▸ SOURCE
# Comparing Soil Tests in Thriving vs. Dead lawn area



## Deadlawn (Sep 8, 2020)

Hi all,

Well, contrary to my screen name, my Fall 2020 seeded lawn areas were mostly a success through now. I did have one area that perished. I decided to get soil tests and compare an area that thrived to an area not too far away that perished. These were the results of my soil tests:

Thriving Grass Area:


Dead Grass Area:


Interestingly, the dead area had more organic matter than the thriving area. The dead area also have significantly higher levels of nutrients as well, though nitrogen was pretty much the same, Sunlight is about the same. Now yes, I know this is pretty unscientific. After all, porosity below the tested area is an unknown, so it could very well be an issue with soil in the dead area draining faster.

Does anybody here have some clues about what's going on or do you think it's coincidence?

Thanks in advance!


----------



## ceriano (Oct 6, 2021)

Sprinkle coverage, maybe?


----------



## Lawn Whisperer (Feb 15, 2021)

There is nothing in the soil test results that would indicate the different growth results that you are having. I would look into the amount of sunlight direction, water, soil density, or possibly contamination from chemicals or nearby landscapes. Pics, description, history of applications of the trouble areas can help identify the problem.


----------



## Deadlawn (Sep 8, 2020)

Lawn Whisperer said:


> There is nothing in the soil test results that would indicate the different growth results that you are having. I would look into the amount of sunlight direction, water, soil density, or possibly contamination from chemicals or nearby landscapes. Pics, description, history of applications of the trouble areas can help identify the problem.


Hi and thanks for the reply. Sunlight is full sun on both areas. I used an oscillating sprinkler to irrigate when we didn't get at least an inch of rain per week. One thing to note is that area was at the edge of the irrigated area, so may not have had as much water as the rest of the area. Overall, we got sufficient rain here last summer UNTIL I went on vacation for 3 weeks and coincidentally got no rain for that period! Most areas that browned out recovered with irrigation, but that area perished.

Scoop density in soils are shown in soil tests - 1.32g/cc in thriving area, 1.18g/cc in dead area. The surface soil in the dead area appears "powdery" while the surface soil in the thriving area seems like it has ample moisture.

I don't use chemicals - no herbicides or pesticides. The only thing I applied in the past year was dolomitic lime and some organic lawn fertilizer in Fall 2020 which was 8-0-5. Then I applied calcitic lime in early Spring 2021. This fall, I applied gypsum because my calcium and sulfur were low, but my pH is fine now.

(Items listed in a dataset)
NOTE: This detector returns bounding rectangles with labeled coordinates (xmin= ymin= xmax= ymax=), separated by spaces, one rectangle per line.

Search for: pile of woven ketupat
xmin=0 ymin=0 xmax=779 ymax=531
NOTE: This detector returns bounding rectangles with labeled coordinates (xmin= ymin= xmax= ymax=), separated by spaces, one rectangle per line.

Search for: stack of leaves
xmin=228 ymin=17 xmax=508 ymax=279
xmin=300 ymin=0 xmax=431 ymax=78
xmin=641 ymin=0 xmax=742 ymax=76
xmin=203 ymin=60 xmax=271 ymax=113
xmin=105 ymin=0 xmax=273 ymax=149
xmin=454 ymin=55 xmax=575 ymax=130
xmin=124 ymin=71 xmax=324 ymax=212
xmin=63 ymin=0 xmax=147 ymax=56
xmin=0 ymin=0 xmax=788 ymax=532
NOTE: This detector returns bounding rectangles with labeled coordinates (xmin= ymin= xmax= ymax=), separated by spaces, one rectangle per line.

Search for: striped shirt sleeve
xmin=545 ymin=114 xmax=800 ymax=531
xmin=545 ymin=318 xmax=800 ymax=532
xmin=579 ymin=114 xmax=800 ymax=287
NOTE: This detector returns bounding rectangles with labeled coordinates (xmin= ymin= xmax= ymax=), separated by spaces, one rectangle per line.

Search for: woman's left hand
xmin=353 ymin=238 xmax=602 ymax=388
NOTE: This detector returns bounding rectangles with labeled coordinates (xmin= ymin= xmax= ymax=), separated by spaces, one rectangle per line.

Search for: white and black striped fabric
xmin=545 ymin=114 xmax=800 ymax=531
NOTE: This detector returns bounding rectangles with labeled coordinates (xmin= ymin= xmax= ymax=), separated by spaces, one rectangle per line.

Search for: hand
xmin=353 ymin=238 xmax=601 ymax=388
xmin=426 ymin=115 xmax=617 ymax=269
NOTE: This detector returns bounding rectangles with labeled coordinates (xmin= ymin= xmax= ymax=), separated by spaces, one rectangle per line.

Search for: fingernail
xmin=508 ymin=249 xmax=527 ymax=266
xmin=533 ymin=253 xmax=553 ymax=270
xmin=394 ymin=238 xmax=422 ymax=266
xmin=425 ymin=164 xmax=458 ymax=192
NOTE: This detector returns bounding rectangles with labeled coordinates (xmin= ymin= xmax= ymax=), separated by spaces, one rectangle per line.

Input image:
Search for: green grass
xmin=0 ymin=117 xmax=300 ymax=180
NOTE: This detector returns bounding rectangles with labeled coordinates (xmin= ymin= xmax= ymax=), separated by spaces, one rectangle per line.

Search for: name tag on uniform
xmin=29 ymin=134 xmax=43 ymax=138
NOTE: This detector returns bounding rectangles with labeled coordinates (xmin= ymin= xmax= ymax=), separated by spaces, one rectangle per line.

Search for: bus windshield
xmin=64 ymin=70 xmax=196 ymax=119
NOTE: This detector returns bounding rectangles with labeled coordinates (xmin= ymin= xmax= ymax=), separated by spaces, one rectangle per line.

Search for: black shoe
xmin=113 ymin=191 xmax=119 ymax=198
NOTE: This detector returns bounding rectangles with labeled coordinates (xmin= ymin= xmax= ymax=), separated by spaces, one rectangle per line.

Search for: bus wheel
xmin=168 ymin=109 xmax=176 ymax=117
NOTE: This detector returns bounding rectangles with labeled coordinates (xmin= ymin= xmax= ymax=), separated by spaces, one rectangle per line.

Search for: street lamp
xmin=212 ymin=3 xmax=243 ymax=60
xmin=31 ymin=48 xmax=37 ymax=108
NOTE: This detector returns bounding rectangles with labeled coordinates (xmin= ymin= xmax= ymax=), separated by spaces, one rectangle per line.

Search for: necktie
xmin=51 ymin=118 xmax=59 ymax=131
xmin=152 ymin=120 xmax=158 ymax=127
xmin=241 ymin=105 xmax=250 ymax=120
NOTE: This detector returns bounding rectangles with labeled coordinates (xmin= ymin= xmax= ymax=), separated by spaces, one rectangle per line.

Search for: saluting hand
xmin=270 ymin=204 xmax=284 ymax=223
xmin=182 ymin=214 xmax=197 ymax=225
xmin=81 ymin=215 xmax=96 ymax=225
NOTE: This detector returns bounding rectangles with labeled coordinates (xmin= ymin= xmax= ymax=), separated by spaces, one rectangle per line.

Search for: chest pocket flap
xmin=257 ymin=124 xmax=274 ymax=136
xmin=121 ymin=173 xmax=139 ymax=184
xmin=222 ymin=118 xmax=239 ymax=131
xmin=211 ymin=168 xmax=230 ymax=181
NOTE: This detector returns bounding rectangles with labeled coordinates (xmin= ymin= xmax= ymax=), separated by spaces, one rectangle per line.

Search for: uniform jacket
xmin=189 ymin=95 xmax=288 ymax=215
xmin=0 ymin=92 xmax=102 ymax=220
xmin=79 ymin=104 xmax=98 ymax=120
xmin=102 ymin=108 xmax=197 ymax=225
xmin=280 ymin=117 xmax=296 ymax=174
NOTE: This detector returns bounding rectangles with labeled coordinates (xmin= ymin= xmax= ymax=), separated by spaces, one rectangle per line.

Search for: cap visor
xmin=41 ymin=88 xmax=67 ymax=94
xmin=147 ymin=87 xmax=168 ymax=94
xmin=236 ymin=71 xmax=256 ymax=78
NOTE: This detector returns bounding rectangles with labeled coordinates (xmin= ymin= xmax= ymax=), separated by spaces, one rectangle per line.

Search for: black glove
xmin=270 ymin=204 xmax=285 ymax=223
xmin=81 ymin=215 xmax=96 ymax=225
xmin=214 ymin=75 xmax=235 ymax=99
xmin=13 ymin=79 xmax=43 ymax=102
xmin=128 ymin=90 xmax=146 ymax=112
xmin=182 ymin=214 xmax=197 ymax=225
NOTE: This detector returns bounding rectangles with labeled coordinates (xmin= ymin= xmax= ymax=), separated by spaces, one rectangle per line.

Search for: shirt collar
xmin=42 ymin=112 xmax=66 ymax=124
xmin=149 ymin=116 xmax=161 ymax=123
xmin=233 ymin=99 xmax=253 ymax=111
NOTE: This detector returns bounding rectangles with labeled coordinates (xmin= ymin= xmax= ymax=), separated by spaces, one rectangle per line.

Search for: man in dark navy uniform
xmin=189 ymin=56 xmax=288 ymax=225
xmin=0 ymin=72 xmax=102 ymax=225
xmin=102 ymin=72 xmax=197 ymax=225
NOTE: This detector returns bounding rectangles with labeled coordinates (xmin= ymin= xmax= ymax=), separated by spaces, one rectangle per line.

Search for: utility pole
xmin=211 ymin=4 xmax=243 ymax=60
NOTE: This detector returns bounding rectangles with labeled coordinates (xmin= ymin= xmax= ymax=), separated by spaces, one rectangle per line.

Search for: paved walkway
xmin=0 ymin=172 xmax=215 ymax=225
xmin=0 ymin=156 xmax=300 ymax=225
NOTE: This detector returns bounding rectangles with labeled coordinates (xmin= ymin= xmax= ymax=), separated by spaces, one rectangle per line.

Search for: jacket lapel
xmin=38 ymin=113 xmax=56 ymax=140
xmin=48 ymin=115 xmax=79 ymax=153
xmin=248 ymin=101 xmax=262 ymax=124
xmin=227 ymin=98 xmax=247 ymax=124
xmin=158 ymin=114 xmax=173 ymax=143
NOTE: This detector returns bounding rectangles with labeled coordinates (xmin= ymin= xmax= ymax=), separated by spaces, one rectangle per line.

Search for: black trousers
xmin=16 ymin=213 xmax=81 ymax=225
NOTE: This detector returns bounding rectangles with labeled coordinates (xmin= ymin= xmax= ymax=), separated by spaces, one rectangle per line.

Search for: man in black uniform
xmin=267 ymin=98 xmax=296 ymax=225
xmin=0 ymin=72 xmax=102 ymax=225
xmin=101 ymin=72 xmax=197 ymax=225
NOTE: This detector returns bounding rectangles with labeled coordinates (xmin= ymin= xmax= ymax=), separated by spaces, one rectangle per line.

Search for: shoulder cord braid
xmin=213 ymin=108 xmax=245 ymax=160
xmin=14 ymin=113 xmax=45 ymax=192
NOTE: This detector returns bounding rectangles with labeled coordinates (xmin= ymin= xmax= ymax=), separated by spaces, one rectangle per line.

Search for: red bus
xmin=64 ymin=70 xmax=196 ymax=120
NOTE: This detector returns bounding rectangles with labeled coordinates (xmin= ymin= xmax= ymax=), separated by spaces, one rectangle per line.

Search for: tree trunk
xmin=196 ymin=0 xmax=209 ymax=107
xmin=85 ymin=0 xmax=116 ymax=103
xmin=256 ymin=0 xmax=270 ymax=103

▸ TASK SET
[a] Using the soil test thread above, decide whether each statement agrees with it: (i) the dead area had less organic matter than the thriving area; (ii) both areas get full sun; (iii) the poster applied herbicides to the lawn. Answer yes or no for each, and quote the words from the thread that decide it.
[b] According to the soil test thread, what was the scoop density in the dead area?

▸ IN RESPONSE
[a]
(i) No: "the dead area had more organic matter than the thriving area."
(ii) Yes: "Sunlight is full sun on both areas."
(iii) No: "I don't use chemicals - no herbicides or pesticides."

[b] 1.18g/cc